Opioid drugs have a place in the treatment of pain, but they are not a long-term pain solution to pain that is nociceptive in origin. Short term use of narcotic drugs to reduce acute pain following surgery or acute trauma is acceptable. The goal is to have the patient reduce and eliminate their use of these drugs as soon as possible and utilize non-habit forming drugs and other techniques to control their pain.
I am really glad that PT is being highlighted as an alternative to opioids. Not only are they addictive, but they can cause dangerous transient cognitive changes and long-term damage to multiple systems. However, I think PT has a long way to go and a lot of educating to do before the public really takes to “PT First”. The stigma that PT stands for “pain and torture” still exists. In addition to that, I don’t think when people are in pain their first thought is, “I should stretch and exercise!”. So that’s really where we need to advocate for ourselves and let people know that sometimes, exercise is exactly what you need to relieve pain and in the situations where joint and soft tissue mobilization is the key, PT’s can do that too.
More and more people are learning about the numerous side effects of pain medications and are seeking other pain reduction methods thanks to articles like this. Physical therapy offers different pain reduction techniques and exercises that could effectively reduce pain. Most of the pain medications metabolize in liver. Poly-pharmacy is also another issue in elderly people who take multiple medications for their health problems. Since most of the medications metabolize through the liver, the addition of just one more medication, such as painkillers, could cause irreversible liver and/or renal problems for these patients. Not only physical therapy techniques, therapeutic exercises and modalities could be used effectively to reduce pain, they could help prevent the irreversible effects of painkillers that could possibly put a patient in more danger and difficulty.
Very timely article and great introduction to visceral and somatic pain and benefits of movement. This article further confirms why a bike, elliptical or treadmill warm up can be an important part of physical therapy in managing pain prior to treatment to stimulate our body’s natural opiates. The additional falls risk associated with opiate prescription is very concerning for the physical therapist. When determining and managing therapy for a person recovering from a musculoskeletal injury taking opiates the therapist must be diligent in their supervision of the patient. Carryover can be poor and patients can be more susceptible to violation of their protocols. Relying on a skilled physical therapist to appropriately dose and guide movement without the concerns of opiate side effects can be beneficial in recovery.

### Exercise directions
In the comments on physical therapy and opioids, what stigma about PT is said to still exist?

### Information given
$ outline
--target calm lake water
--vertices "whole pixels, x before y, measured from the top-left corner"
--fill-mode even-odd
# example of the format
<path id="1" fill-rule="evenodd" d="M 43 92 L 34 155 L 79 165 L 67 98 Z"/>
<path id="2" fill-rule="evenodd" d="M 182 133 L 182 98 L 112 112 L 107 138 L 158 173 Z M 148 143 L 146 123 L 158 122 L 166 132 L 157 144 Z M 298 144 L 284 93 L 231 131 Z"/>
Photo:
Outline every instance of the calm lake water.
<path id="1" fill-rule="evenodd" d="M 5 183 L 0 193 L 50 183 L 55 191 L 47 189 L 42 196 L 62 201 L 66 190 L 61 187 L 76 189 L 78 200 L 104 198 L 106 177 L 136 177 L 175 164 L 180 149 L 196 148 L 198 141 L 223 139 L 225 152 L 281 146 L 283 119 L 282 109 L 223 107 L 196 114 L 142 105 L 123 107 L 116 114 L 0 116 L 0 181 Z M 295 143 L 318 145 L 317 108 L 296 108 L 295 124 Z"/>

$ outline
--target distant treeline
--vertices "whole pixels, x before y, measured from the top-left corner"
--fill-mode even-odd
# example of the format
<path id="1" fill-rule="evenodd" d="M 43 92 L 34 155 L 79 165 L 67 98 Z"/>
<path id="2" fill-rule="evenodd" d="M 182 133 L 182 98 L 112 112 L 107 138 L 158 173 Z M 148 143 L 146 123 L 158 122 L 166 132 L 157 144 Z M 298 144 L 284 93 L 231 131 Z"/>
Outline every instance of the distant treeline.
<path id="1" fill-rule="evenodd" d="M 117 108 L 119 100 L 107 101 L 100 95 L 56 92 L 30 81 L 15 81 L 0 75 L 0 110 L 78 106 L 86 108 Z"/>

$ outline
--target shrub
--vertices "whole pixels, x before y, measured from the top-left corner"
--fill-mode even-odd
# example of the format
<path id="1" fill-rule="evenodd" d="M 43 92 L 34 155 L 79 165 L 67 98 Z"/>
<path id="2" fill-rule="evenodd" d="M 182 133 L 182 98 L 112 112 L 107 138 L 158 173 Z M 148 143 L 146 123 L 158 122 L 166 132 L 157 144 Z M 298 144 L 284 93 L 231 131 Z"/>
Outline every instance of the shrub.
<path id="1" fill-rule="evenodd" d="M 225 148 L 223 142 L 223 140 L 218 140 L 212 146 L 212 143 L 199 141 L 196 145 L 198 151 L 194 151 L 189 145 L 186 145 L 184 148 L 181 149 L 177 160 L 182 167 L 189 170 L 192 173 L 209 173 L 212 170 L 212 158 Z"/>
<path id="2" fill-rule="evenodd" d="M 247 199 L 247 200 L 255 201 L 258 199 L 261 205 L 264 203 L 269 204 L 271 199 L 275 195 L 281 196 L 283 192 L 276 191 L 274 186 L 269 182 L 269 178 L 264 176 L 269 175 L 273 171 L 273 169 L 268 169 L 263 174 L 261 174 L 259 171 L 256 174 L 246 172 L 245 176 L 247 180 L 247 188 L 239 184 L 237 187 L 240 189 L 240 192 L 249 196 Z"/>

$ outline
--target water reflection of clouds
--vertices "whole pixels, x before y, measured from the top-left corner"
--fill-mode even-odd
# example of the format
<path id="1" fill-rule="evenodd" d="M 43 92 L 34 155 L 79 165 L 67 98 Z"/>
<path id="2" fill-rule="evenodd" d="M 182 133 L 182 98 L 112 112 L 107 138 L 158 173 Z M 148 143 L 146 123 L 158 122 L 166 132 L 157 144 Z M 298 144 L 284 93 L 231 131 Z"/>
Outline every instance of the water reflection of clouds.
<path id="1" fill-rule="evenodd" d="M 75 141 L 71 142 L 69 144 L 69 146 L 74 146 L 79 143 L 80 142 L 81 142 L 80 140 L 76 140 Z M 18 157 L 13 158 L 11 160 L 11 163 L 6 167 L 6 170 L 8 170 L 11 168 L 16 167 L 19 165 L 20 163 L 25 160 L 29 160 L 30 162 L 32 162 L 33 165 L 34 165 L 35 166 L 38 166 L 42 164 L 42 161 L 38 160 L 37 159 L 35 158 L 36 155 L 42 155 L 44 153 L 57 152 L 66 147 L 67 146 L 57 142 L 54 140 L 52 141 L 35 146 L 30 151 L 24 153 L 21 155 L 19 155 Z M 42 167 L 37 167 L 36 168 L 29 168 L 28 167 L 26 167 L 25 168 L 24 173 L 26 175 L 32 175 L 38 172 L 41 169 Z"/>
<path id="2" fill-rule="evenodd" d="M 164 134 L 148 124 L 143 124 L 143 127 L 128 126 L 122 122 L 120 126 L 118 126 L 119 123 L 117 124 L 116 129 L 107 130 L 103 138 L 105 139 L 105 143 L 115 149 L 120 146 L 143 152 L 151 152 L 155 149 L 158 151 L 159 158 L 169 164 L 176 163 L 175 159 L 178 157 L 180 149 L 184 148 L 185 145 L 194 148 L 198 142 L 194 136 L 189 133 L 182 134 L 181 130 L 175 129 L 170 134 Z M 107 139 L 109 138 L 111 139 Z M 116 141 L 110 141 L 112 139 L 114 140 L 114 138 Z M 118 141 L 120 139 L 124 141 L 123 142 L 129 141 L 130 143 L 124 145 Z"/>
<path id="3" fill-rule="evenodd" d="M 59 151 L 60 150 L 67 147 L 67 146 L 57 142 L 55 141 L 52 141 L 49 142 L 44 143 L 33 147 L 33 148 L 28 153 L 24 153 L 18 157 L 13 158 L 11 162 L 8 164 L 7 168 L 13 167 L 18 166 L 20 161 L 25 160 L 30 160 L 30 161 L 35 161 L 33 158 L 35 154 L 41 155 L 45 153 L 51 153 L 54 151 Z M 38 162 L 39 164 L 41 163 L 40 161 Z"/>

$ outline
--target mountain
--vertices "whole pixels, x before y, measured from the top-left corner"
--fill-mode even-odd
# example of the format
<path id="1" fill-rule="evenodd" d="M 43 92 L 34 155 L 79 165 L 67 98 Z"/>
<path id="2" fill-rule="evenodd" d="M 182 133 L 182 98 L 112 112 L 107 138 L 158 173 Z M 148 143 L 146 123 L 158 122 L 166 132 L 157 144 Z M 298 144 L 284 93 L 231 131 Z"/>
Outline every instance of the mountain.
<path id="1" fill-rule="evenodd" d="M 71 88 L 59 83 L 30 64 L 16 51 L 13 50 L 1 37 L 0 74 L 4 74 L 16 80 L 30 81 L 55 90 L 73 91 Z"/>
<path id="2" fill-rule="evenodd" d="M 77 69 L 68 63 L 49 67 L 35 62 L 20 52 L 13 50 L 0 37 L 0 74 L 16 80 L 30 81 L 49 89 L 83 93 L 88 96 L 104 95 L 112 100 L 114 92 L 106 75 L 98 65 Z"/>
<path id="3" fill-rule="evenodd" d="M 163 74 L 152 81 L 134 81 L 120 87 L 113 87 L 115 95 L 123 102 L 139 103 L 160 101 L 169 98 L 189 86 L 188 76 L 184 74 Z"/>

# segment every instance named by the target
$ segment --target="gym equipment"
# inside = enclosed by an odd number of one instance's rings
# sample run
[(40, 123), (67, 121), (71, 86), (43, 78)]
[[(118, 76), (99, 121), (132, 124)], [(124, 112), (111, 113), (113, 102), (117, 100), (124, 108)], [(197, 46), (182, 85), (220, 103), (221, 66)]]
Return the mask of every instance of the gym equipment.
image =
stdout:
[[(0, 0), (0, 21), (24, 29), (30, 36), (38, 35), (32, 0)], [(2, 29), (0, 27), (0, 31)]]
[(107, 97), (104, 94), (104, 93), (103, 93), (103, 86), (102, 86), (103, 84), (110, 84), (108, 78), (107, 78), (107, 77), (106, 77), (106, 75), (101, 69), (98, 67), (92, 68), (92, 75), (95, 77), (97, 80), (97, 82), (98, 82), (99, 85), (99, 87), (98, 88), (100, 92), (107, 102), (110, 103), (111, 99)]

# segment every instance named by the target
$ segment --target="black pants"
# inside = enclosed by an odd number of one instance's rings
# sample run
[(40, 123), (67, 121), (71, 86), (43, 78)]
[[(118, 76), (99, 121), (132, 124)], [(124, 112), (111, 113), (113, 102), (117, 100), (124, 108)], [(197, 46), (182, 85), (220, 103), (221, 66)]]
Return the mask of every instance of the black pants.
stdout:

### Response
The stigma that PT stands for "pain and torture."